DESCRIPCIÓN DEL EJERCICIO:
Traduce al inglés esta oración del fragmento sobre tecnología y desigualdad: «El control de la tecnología significa el control del proceso de reproducción del capital y el acaparamiento de los beneficios de este (Mander, 1996)».

FRAGMENTO ORIGINAL:
++++++++++++++++++++

Desde las instituciones hegemónicas y los discursos más ortodoxos nunca se tiene en cuenta que, seguramente a un ritmo muy superior al ritmo en que se extienden los beneficios particulares de cada tecnología, el desarrollo tecnológico opera como catalizador del proceso de globalización económica y las desigualdades que se le asocian. El control de la tecnología significa el control del proceso de reproducción del capital y el acaparamiento de los beneficios de este (Mander, 1996).
Los múltiples programas oficiales que, en las últimas décadas, han impulsado las instituciones estatales e internacionales del centro del sistema, con el objetivo de corregir las asimetrías o externalidades sociales y ambientales del mercado, pivotan principalmente en el desarrollo tecnológico y son, en realidad, reproductores de ese motor central de inequidad. En ese sentido, por ejemplo, operó la llamada Revolución Verde, en el marco de la cual se desplegó un proceso de tecnologización intensiva de la agricultura en los países de la periferia, con efectos colaterales notorios26.
La vía tecnológica verde no se aleja de esa lógica: reposa en una aceptación complaciente del poder que el sector corporativo posee en la conformación de la producción mundial, trazando las posiciones de partida en la supuesta vía de éxodo de la crisis ambiental a imagen y semejanza de las actuales jerarquías económicas, de modo que los beneficios de la solución tienden a concentrarse en las mismas regiones y actores de siempre.

++++++++++++++++++++

MATERIAL DE PARTIDA:
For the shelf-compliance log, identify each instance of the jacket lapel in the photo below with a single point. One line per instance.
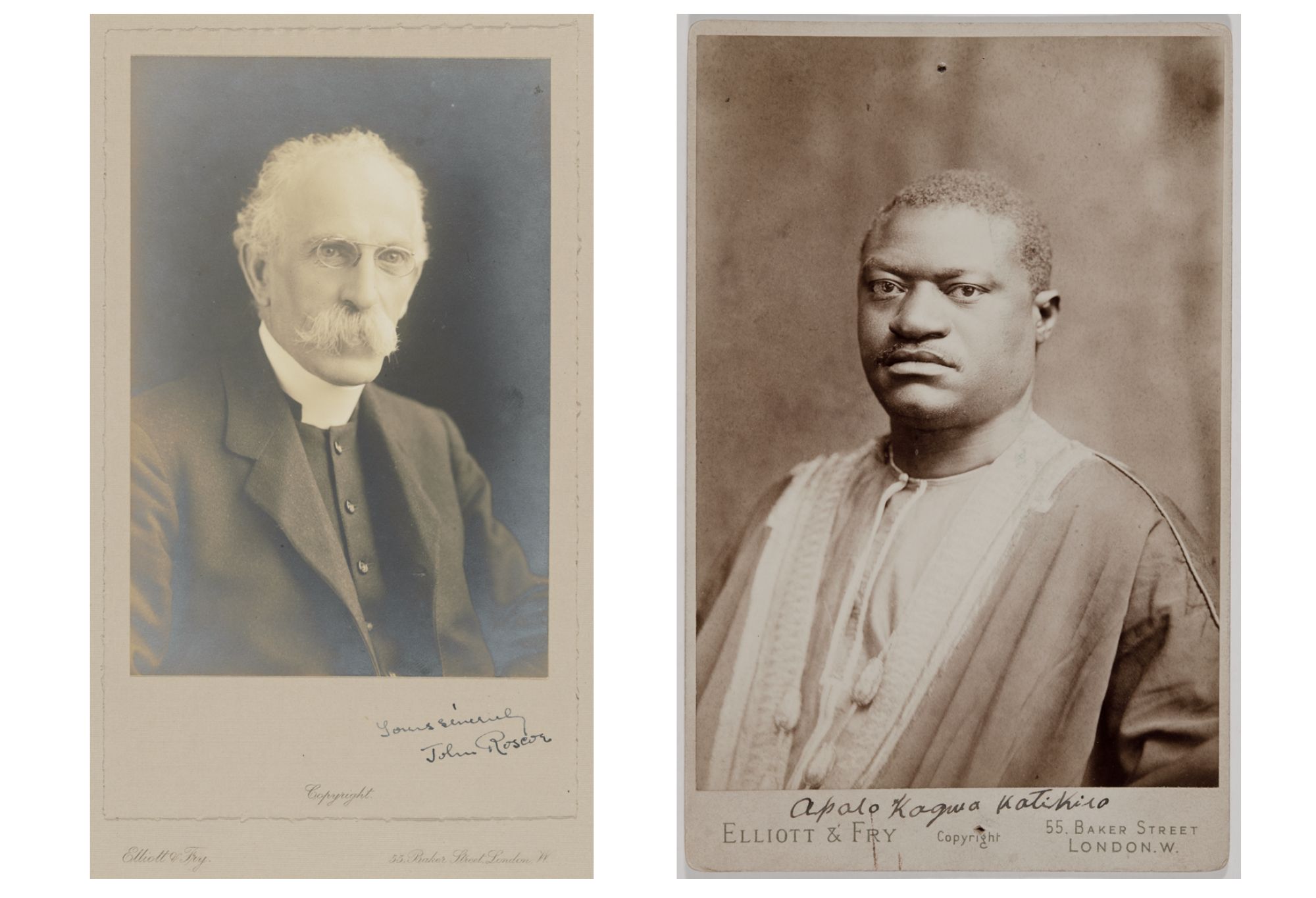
(261, 428)
(435, 541)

++++++++++++++++++++

SOLUCIÓN:
Control of technology means control of the process of capital reproduction and the monopolization of its profits (Mander, 1996).